##### Wybrany fragment
Kryzys zdrowotny związany z pandemią Covid-19 jeszcze nie jest za nami, z koronawirusem będziemy musieli jeszcze żyć kilka miesięcy - oświadczył w środę prezydent Francji Emmanuel Macron, otwierając posiedzenie online Rady Ochrony Zdrowia.
Szef państwa zwrócił uwagę na niepokojącą sytuację w regionach Prowansja-Alpy-Lazurowe Wybrzeże, Korsyka i Oksytania, gdzie wskaźnik zachorowalności przekracza 500 przypadków na 100 tys. mieszkańców i budzi obawy o wzrost zapotrzebowania na opiekę szpitalną.
Macron poinformował, że terytoria zamorskie Francji, w szczególności karaibskie wyspy Martynika i Gwadelupa w archipelagu Małych Antyli, zostały mocno dotknięte epidemią Covid-19. Mówił o "dramatycznej sytuacji" na Antylach, gdzie "wzrost zakażenia znajduje odzwierciedlenie w eksplozji poważnych form" Covid-19 i przepełnieniu szpitali.
"Mamy dziś przed sobą scenariusz kryzysowy", sytuacja ta "wymaga bezwarunkowej solidarności" i pokazuje, że "szczepienia są najskuteczniejszym środkiem" walki z wirusem - podkreślił prezydent w Fort de Bregancon w departamencie Var.
We wtorek minister ds. terytoriów zamorskich Sebastien Lecornu rozpoczął na Antylach "kryzysową wizytę".
- Mamy tu do czynienia ze wskaźnikami zachorowalności, które nigdy nie były znane na wszystkich terytoriach Republiki (Francuskiej) razem wziętych - wskazał minister. Zapowiedział, że lockdown zostanie najprawdopodobniej zaostrzony na Gwadelupie, tak jak to ogłoszono w poniedziałek na Martynice.
##########
##### Wyodrębnione wiersze
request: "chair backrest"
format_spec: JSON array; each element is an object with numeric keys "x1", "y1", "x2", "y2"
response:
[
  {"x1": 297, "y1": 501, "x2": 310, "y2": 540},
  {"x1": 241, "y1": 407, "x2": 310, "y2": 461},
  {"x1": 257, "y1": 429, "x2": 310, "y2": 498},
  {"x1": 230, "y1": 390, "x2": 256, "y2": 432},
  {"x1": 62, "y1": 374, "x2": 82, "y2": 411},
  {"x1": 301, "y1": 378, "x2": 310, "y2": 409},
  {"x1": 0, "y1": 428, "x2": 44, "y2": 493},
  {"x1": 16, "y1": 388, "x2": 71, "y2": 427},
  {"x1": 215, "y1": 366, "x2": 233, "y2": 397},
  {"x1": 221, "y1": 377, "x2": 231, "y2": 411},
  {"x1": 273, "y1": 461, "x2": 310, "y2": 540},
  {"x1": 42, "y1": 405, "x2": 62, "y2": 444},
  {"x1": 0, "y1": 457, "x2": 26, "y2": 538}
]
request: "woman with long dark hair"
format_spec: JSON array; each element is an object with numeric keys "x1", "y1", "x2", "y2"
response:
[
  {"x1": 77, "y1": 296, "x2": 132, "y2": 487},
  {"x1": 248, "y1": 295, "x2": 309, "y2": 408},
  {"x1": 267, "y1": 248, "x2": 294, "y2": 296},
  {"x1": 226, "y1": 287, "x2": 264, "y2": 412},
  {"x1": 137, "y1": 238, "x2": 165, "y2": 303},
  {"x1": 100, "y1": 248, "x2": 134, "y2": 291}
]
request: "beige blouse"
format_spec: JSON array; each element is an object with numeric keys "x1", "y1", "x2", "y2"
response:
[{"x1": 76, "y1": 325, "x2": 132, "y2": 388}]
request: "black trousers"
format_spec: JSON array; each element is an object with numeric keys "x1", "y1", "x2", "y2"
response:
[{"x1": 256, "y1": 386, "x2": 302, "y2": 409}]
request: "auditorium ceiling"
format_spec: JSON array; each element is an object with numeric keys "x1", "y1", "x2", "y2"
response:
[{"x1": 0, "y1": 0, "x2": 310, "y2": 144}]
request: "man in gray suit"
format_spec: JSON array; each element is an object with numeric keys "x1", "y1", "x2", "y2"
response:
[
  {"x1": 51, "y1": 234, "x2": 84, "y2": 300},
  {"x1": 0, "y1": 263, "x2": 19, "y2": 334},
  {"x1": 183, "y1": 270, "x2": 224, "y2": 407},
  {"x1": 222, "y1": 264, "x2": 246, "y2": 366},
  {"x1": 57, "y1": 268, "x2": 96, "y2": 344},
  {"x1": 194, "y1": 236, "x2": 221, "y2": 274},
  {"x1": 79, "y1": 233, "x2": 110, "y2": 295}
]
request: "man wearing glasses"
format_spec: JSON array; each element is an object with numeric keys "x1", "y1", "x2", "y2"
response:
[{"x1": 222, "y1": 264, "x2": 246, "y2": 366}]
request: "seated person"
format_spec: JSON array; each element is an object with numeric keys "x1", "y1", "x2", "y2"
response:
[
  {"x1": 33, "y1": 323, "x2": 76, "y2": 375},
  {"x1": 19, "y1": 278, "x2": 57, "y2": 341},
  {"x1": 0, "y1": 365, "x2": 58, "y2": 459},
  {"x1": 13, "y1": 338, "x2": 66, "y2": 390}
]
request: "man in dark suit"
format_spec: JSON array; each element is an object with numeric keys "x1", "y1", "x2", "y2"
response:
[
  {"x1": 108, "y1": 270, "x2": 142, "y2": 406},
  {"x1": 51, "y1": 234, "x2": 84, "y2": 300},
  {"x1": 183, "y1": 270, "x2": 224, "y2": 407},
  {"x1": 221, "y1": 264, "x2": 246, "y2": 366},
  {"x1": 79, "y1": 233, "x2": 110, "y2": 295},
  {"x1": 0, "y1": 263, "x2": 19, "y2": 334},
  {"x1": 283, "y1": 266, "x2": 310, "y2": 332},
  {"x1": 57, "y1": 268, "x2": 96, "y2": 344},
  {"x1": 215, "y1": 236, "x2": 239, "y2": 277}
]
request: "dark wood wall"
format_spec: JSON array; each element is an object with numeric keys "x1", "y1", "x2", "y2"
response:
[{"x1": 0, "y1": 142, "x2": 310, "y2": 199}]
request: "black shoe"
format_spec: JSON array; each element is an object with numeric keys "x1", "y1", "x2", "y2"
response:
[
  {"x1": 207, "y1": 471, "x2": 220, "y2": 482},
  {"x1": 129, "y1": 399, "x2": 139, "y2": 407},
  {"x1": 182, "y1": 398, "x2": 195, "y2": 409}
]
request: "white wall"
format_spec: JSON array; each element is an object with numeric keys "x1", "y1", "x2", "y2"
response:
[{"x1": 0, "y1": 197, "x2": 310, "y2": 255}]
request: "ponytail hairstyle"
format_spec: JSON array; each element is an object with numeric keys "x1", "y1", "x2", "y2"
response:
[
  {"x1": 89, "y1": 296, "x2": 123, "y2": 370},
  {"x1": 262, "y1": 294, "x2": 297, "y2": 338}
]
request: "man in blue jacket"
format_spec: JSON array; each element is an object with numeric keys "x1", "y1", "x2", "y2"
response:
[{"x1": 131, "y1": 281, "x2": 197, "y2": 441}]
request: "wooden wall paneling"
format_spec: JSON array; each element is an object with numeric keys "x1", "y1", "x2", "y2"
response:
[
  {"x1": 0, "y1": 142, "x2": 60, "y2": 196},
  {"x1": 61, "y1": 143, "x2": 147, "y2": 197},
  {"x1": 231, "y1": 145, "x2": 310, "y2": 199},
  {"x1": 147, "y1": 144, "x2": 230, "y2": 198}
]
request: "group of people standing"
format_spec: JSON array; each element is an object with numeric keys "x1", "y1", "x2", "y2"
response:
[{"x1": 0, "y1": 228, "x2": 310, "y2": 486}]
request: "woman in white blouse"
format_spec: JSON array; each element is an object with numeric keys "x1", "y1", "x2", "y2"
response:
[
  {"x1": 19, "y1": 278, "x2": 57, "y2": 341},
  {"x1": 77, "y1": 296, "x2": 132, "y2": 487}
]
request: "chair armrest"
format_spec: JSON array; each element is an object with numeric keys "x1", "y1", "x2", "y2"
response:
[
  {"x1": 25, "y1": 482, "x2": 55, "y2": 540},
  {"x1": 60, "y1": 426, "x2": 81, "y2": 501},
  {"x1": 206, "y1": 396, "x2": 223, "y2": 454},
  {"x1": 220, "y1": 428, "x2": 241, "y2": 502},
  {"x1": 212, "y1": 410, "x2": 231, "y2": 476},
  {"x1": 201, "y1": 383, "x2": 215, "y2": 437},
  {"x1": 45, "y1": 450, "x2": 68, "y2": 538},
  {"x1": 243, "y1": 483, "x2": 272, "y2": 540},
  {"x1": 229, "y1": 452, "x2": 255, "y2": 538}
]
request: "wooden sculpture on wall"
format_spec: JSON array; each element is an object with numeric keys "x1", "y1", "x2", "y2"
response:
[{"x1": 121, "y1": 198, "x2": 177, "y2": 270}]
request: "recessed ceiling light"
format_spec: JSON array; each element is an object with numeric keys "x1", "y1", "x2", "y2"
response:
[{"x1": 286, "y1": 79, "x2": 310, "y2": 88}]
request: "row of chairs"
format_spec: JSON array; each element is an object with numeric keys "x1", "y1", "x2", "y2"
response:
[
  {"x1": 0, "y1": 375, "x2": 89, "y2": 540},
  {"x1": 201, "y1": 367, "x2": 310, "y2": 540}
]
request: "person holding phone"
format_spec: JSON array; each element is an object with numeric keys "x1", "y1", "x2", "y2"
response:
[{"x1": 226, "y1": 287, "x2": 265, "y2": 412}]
##########
▶ [Zadanie 1]
Wypisz bez zmian z tekstu o sytuacji epidemicznej we Francji cały fragment od słów „Szef państwa zwrócił” aż po słowa „na opiekę szpitalną.”.
▶ [Zadanie 2]
Rozwiń dalej tekst o sytuacji epidemicznej we Francji, zaczynając zaraz po jego ostatnim zdaniu.

▶ [Odpowiedź 1]
Szef państwa zwrócił uwagę na niepokojącą sytuację w regionach Prowansja-Alpy-Lazurowe Wybrzeże, Korsyka i Oksytania, gdzie wskaźnik zachorowalności przekracza 500 przypadków na 100 tys. mieszkańców i budzi obawy o wzrost zapotrzebowania na opiekę szpitalną.

▶ [Odpowiedź 2]
Na Martynice, która od 30 lipca była objęta częściowym lockdownem, władze ogłosiły zaostrzenie przepisów, wzywając turystów do opuszczenia wyspy. Zamknięte są sklepy, z wyjątkiem sklepów spożywczych i aptek, miejsca na wynajem wakacyjny i hotele (z wyjątkiem hoteli dla osób w delegacji służbowej i rezydentów), obiekty kulturalne i rekreacyjne, w tym plaże. Podróżowanie ograniczono do maksymalnie 1 km od domu, w porównaniu z 10 km poprzednio.
Na tym słabo zaszczepionym obszarze (22 proc. populacji otrzymało pierwszą dawkę), gdzie wariant Delta odpowiada za 40 proc. zakażeń, wskaźnik zachorowalności wzrósł do 1162 przypadków na 100 tys. mieszkańców. Martynikę zamieszkuje 375 tys. osób.
Dla porównania na poziomie krajowym pierwszą dawką zostało już zaszczepionych 45 mln Francuzów i 80 proc. dorosłych - ogłosił na Twitterze minister zdrowia Francji Olivier Veran.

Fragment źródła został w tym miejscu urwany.